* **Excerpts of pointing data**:
---+---
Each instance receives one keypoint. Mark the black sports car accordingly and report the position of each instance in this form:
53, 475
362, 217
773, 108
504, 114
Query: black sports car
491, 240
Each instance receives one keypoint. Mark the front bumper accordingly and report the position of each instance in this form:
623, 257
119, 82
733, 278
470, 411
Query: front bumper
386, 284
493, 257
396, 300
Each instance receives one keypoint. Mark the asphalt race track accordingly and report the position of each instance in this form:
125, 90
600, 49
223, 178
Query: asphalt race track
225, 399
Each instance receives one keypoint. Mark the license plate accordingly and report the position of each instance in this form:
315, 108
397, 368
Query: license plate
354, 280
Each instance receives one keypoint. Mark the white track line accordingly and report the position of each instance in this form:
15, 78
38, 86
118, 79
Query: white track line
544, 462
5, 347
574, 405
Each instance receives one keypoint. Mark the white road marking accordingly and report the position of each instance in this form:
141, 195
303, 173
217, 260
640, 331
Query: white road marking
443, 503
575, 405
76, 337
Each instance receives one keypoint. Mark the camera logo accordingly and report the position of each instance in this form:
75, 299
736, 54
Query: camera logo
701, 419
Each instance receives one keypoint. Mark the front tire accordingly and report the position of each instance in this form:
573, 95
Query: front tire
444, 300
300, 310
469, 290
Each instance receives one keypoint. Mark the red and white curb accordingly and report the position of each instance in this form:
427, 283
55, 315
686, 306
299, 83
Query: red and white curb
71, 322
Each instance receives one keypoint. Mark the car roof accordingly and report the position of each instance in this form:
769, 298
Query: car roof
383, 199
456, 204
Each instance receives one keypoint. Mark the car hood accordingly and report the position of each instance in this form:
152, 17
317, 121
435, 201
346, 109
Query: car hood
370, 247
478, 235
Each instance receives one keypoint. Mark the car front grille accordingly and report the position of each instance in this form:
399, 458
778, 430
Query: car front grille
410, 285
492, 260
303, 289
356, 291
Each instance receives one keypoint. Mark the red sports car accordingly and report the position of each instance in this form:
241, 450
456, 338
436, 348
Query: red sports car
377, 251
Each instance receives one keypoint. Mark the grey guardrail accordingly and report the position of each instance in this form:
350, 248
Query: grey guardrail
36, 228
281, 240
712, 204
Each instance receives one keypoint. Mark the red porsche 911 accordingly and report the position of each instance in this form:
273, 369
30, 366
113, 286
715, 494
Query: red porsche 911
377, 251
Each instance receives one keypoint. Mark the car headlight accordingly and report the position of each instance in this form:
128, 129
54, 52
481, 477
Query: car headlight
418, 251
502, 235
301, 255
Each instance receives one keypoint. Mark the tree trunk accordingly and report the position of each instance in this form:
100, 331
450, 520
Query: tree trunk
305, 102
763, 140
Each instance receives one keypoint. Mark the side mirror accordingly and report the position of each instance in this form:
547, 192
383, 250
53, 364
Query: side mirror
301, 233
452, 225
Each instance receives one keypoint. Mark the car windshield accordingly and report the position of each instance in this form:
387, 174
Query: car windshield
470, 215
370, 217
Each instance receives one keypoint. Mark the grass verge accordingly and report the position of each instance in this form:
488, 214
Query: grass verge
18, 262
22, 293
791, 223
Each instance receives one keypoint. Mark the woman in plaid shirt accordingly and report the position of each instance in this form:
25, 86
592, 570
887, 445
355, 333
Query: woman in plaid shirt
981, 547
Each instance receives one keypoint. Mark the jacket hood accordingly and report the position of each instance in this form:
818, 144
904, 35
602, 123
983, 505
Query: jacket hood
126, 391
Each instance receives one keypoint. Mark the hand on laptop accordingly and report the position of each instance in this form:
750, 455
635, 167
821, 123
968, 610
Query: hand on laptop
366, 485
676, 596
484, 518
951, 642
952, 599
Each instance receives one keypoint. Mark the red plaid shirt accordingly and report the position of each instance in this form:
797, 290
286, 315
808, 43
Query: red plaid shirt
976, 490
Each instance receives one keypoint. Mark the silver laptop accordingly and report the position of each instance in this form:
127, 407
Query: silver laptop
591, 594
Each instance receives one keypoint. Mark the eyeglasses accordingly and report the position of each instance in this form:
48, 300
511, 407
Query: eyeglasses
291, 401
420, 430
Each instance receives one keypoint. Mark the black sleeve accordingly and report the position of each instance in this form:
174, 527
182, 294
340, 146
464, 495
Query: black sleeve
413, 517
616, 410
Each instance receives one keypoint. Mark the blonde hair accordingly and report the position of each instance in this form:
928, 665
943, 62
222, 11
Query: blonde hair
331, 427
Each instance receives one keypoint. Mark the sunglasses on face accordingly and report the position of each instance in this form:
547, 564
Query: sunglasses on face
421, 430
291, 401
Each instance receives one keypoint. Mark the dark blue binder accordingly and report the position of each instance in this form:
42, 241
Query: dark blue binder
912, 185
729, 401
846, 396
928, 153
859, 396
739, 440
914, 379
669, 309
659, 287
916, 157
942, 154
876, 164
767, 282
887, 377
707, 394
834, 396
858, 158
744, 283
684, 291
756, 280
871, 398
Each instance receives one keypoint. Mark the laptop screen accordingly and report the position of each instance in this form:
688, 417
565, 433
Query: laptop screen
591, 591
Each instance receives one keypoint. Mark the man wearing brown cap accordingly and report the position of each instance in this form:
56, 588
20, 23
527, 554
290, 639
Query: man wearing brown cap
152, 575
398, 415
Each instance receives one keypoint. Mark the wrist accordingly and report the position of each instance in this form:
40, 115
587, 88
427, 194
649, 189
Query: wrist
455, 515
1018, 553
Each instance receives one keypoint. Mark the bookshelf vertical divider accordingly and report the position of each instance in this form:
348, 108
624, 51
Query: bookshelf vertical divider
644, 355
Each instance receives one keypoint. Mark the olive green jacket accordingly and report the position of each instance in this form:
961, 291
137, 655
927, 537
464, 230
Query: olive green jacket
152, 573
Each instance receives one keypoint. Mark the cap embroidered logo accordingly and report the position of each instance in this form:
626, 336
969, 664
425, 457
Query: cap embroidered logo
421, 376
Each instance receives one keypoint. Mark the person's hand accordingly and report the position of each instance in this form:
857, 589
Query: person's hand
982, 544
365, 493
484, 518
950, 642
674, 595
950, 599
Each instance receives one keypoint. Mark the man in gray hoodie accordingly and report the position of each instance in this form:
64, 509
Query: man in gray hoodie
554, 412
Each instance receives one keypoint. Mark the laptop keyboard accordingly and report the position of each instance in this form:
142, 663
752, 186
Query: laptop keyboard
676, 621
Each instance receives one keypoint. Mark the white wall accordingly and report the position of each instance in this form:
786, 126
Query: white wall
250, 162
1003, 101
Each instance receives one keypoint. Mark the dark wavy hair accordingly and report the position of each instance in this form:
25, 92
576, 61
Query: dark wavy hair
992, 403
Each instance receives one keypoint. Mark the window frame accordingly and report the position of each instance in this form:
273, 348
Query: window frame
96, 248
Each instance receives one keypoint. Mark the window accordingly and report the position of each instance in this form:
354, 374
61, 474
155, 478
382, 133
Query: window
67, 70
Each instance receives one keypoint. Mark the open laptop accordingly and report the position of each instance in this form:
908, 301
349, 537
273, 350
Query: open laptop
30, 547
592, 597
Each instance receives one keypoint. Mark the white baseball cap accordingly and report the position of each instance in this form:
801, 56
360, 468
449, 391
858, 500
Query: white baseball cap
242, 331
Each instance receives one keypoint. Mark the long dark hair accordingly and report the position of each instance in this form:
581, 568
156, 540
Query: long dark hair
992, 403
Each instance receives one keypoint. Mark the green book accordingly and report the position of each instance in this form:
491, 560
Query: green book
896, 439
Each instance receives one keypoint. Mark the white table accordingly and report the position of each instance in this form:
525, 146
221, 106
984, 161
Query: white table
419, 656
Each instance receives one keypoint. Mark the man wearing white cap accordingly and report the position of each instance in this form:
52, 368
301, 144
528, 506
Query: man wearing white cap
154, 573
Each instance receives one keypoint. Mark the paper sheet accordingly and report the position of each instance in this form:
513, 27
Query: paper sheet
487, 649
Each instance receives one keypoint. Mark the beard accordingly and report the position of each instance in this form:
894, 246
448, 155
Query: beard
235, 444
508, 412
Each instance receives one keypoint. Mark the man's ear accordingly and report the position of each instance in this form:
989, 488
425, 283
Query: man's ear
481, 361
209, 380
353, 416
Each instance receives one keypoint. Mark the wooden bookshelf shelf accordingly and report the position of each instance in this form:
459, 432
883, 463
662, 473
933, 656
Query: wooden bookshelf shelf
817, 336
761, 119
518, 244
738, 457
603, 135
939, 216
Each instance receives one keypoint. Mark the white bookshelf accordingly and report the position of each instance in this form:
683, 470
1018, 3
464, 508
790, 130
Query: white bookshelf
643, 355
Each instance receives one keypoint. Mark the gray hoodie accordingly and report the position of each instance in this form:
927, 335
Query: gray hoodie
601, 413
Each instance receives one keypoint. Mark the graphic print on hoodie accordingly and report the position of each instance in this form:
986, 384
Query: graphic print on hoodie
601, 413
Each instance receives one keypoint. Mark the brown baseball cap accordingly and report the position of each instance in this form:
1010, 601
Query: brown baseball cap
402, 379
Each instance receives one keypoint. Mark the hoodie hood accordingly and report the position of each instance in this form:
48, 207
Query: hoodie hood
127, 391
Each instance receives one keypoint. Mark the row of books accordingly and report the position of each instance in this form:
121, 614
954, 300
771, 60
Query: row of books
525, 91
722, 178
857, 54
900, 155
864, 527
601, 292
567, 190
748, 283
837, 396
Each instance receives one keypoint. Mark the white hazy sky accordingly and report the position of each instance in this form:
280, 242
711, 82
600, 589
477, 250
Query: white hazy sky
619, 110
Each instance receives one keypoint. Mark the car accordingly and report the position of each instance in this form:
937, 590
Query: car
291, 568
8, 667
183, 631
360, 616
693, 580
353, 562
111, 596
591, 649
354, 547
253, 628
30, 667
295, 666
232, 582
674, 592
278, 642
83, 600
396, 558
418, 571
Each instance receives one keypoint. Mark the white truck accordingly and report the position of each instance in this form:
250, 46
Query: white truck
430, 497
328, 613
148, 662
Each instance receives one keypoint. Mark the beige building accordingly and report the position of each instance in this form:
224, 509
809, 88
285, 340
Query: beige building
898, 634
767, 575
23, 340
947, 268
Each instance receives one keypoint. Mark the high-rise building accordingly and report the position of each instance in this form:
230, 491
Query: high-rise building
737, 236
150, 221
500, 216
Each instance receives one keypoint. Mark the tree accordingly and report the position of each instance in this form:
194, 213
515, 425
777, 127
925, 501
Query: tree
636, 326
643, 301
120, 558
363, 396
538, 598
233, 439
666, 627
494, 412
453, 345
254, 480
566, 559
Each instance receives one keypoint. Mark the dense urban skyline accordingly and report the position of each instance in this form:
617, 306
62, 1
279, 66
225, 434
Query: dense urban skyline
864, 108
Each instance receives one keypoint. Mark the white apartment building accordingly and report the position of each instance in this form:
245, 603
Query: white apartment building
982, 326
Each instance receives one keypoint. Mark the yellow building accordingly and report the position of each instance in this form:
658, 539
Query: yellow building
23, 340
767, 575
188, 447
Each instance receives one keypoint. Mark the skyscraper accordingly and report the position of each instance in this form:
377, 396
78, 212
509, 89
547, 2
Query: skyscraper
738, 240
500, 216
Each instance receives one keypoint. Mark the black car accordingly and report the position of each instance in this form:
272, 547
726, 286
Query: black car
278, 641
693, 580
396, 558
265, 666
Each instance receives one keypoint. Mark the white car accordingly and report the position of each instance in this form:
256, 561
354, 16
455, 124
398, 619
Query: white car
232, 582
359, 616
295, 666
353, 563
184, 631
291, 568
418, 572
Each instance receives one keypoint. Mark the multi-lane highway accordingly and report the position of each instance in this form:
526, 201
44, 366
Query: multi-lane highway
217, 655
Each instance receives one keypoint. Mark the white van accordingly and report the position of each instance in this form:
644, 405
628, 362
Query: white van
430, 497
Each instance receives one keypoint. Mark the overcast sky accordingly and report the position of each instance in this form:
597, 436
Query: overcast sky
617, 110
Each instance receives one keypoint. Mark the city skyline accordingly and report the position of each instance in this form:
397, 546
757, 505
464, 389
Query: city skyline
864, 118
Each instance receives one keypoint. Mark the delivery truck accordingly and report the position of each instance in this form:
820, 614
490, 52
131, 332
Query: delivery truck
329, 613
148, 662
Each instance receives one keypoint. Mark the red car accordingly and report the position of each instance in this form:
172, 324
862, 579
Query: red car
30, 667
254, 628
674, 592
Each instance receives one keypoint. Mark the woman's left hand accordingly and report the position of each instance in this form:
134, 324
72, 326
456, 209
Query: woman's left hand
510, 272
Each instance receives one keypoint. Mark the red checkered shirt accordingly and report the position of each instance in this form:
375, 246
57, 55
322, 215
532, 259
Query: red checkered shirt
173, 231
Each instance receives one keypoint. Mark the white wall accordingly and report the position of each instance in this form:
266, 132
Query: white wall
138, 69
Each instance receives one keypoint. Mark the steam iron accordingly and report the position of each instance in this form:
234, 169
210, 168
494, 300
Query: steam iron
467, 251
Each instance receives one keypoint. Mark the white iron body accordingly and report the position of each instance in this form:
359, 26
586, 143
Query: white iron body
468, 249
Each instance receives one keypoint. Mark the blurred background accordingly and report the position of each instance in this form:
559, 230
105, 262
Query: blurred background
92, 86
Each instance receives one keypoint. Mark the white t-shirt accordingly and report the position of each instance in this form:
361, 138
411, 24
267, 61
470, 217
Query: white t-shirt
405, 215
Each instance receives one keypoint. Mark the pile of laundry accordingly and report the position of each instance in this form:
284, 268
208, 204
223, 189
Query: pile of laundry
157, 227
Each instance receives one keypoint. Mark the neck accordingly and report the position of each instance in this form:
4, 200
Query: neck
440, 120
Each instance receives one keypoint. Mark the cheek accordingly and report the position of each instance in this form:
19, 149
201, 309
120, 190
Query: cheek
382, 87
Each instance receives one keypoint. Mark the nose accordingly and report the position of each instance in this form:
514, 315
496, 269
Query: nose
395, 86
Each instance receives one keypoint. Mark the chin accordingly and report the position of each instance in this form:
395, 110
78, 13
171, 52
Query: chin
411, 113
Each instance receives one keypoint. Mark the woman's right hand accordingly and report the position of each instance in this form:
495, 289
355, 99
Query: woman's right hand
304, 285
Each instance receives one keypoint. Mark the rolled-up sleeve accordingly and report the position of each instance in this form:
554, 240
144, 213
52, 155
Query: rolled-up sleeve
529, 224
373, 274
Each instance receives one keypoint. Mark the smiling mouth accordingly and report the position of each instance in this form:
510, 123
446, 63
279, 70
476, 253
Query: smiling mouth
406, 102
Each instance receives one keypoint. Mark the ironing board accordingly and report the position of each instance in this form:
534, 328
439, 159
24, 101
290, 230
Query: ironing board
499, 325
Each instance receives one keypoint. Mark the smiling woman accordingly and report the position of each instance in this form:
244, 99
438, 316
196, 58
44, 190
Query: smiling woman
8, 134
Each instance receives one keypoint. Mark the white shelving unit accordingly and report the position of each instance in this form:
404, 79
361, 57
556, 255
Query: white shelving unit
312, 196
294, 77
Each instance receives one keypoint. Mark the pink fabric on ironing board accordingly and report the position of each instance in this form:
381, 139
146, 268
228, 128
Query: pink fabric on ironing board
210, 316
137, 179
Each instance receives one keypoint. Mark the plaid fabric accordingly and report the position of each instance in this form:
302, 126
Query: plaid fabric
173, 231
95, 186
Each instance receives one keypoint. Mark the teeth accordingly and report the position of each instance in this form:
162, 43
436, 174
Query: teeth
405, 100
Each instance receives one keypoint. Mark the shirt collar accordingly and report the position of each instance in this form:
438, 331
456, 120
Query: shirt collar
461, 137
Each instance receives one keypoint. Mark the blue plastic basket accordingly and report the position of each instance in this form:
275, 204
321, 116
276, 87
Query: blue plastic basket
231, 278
---+---
* **EXERCISE REQUIREMENTS**:
Write out, word for word, every line from the one containing "Each instance receives one keypoint. Mark the teeth" through the last line of the records above.

* **RESPONSE**:
Each instance receives one keypoint. Mark the teeth accordingly and report the position of each instance in this form:
162, 43
436, 174
Query: teeth
405, 100
Each instance receives one keypoint. Mark the shirt collar accordingly and report the position of each instance in this form:
438, 331
456, 120
Query: shirt collar
461, 137
Each instance receives one keypoint. Mark the blue plastic basket accordingly and report the position of each instance in this form:
275, 204
321, 116
276, 87
Query: blue plastic basket
231, 278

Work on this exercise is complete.